Coordinate labeling data:
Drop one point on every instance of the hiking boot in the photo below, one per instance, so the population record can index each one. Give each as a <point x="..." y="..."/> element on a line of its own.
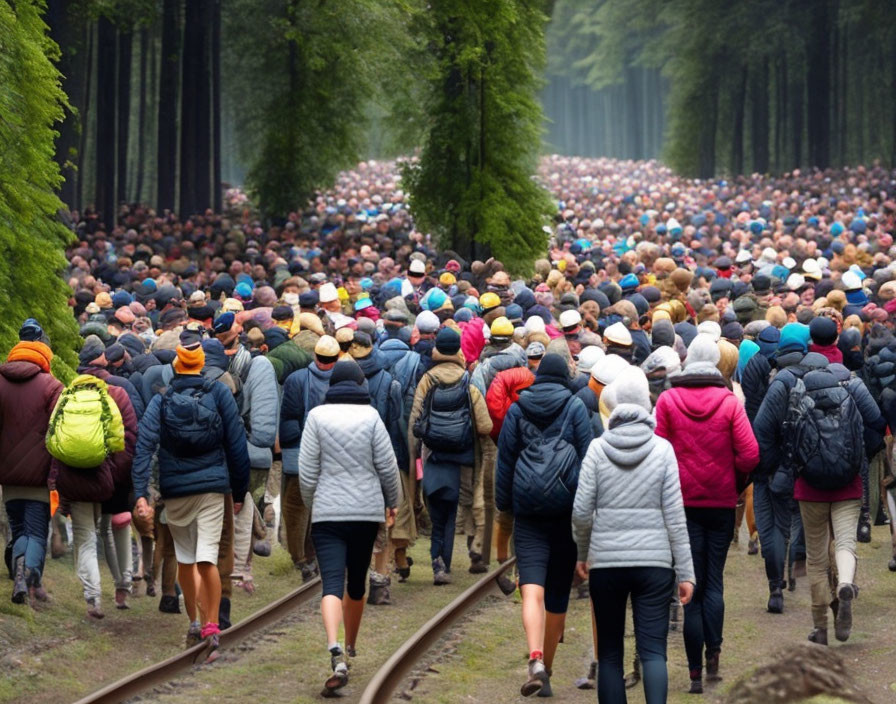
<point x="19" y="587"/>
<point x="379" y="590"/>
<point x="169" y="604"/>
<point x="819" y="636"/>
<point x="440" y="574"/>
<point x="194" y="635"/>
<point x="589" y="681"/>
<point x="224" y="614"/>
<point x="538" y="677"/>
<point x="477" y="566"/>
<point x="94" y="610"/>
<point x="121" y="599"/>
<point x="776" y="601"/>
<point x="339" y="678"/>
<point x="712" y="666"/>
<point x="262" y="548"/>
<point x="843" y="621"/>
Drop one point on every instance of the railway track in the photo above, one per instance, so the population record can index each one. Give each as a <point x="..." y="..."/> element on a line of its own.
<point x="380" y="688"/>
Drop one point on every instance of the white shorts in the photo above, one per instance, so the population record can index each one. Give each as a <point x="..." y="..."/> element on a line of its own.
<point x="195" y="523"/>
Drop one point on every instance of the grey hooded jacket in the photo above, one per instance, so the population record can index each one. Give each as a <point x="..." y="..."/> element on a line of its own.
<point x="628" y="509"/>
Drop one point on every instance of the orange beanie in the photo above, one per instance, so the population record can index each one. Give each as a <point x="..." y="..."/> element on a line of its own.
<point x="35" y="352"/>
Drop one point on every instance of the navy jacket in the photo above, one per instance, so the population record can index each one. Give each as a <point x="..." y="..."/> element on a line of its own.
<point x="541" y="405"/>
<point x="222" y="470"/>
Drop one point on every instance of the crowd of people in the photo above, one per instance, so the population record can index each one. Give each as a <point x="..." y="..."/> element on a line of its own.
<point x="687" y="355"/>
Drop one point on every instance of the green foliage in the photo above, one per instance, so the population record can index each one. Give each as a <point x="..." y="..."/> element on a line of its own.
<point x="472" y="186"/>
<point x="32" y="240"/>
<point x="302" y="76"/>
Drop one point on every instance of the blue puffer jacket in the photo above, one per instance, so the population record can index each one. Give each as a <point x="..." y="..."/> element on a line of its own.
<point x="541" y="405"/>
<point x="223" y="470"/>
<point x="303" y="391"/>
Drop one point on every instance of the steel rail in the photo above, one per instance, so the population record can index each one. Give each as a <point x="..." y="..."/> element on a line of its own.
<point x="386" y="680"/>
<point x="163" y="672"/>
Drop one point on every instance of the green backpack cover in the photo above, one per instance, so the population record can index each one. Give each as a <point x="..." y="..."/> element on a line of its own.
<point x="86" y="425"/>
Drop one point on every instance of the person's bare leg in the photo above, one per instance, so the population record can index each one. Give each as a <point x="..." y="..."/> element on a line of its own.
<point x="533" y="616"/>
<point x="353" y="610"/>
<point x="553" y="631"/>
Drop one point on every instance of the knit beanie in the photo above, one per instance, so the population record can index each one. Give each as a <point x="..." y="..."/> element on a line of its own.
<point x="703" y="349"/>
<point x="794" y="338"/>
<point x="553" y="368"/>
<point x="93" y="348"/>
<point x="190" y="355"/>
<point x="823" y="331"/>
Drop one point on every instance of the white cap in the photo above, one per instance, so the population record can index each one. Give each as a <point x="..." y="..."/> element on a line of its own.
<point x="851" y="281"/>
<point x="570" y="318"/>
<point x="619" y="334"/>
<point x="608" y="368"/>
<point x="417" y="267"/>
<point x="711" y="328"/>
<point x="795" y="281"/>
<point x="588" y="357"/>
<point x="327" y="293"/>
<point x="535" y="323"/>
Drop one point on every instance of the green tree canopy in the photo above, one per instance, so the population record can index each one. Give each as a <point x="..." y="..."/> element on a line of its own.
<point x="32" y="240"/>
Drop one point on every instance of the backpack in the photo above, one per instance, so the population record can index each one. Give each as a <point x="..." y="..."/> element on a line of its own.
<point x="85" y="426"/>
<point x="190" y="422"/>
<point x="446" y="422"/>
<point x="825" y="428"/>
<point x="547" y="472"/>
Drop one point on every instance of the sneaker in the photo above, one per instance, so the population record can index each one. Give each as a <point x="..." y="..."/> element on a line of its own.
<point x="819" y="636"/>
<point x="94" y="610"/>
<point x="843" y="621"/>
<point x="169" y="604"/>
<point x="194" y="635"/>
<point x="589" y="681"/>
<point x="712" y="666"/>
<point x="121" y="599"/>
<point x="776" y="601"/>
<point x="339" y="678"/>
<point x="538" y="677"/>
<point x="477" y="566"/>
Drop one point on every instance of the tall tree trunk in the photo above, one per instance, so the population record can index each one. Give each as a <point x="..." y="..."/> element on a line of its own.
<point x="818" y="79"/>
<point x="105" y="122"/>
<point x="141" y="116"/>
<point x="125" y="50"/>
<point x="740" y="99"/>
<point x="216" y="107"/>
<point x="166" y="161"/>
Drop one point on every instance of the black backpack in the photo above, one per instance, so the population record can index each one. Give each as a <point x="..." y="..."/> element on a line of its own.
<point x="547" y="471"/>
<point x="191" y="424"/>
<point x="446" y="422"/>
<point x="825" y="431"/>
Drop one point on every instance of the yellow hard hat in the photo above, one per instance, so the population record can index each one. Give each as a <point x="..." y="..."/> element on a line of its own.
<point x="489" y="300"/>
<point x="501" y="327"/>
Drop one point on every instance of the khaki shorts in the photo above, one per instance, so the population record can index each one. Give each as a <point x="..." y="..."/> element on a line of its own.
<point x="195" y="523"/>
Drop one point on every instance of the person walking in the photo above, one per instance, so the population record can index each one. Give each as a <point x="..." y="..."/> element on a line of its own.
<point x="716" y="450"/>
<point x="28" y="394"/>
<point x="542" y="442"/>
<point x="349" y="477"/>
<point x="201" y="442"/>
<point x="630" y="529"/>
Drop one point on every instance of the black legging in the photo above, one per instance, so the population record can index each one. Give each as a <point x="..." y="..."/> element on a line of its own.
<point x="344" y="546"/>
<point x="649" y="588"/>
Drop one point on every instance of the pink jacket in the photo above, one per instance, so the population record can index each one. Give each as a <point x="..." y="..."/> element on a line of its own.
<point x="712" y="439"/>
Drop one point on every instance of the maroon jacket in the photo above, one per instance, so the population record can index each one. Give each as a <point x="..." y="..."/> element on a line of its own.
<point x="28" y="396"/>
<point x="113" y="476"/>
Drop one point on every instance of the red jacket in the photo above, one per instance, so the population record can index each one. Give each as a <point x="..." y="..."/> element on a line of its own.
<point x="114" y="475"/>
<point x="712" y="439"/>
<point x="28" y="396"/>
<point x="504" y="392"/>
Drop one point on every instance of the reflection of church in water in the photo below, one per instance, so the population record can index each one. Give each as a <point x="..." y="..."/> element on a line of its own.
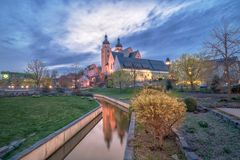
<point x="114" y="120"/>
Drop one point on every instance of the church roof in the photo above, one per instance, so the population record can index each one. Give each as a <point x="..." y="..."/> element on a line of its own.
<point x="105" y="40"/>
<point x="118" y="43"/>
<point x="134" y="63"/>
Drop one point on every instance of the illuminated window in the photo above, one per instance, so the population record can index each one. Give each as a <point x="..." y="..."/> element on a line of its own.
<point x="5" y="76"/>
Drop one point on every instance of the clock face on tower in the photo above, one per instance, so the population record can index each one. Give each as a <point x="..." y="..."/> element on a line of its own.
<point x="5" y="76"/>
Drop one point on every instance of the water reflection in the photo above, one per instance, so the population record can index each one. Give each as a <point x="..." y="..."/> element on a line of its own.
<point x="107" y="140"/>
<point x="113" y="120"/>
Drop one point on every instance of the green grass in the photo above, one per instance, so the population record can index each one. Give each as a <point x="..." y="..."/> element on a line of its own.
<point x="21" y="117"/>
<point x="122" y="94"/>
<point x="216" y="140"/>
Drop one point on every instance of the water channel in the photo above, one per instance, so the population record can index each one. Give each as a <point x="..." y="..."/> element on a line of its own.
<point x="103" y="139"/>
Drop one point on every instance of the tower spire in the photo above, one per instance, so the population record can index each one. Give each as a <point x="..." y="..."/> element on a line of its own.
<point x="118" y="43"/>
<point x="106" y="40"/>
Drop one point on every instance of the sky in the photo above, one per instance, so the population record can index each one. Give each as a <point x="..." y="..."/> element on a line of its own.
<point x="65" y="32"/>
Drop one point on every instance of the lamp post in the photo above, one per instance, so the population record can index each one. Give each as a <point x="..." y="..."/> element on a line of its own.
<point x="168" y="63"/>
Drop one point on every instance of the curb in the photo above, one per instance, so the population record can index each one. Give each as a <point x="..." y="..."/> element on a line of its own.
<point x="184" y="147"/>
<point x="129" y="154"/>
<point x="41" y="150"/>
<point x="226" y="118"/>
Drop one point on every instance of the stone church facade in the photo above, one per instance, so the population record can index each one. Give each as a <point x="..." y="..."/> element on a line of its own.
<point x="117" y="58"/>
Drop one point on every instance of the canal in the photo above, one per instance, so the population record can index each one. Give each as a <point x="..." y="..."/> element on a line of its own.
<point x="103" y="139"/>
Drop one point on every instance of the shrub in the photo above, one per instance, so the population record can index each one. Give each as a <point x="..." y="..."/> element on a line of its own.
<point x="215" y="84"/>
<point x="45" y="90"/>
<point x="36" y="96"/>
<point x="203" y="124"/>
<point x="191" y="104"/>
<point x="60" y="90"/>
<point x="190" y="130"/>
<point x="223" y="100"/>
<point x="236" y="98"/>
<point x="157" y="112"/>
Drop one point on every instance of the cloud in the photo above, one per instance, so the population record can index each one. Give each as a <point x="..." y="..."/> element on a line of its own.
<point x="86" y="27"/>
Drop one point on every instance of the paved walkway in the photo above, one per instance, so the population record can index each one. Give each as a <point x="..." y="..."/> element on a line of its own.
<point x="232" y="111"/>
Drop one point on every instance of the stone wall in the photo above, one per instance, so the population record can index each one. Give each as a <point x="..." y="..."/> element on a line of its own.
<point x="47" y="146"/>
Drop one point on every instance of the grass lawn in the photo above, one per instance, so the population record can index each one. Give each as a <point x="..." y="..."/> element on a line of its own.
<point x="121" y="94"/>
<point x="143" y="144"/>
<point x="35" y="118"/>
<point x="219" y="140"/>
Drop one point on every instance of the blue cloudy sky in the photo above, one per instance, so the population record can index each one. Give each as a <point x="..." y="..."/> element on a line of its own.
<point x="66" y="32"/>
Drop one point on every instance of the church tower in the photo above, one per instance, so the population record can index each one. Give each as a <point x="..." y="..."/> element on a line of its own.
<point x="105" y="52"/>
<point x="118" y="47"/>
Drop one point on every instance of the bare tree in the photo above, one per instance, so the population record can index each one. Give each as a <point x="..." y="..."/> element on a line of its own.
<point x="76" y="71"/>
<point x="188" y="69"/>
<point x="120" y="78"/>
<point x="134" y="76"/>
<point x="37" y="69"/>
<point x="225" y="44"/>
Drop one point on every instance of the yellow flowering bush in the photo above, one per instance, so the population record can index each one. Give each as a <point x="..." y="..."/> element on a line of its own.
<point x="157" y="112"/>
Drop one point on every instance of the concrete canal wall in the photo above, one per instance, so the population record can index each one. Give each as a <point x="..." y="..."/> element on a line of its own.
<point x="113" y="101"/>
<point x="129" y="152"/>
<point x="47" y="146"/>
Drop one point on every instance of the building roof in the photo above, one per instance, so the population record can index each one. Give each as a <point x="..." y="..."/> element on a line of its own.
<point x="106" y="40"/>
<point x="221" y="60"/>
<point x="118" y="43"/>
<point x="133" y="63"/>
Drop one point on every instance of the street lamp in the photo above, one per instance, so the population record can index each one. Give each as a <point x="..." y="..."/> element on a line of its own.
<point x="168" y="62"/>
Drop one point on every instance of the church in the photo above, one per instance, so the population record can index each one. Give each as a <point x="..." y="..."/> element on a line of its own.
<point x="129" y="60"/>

* The task: From the line containing "Drop one point on every instance of the yellow flowering" down to the last line, reproduce the records exactly. Include both ends.

* Task result:
Drop one point on every instance of the yellow flowering bush in the photo above, one per instance, so the population record can index each one. Give each as a <point x="..." y="..."/> element on a line of its own.
<point x="157" y="112"/>
Drop one point on every instance of the concrete canal wall in the photo above, one per instance, so the population record can index each one. Give each as a <point x="..." y="..."/> element on a line of its own.
<point x="113" y="101"/>
<point x="129" y="152"/>
<point x="47" y="146"/>
Drop one point on every instance of the building roof in the photo above, one per instance, so the population record can index each one. Give each as a <point x="..." y="..."/> element on a line of its own.
<point x="106" y="40"/>
<point x="221" y="60"/>
<point x="118" y="43"/>
<point x="133" y="63"/>
Drop one point on every instance of the street lamp in the photo above, one per instance, so the population record can index each one. Give each as a <point x="..." y="..."/> element on a line of its own.
<point x="168" y="62"/>
Drop one point on every instance of the church in the photo above, one per instance, so the population record can index each one. Give each as a <point x="..." y="..."/> element on a line of its own.
<point x="129" y="60"/>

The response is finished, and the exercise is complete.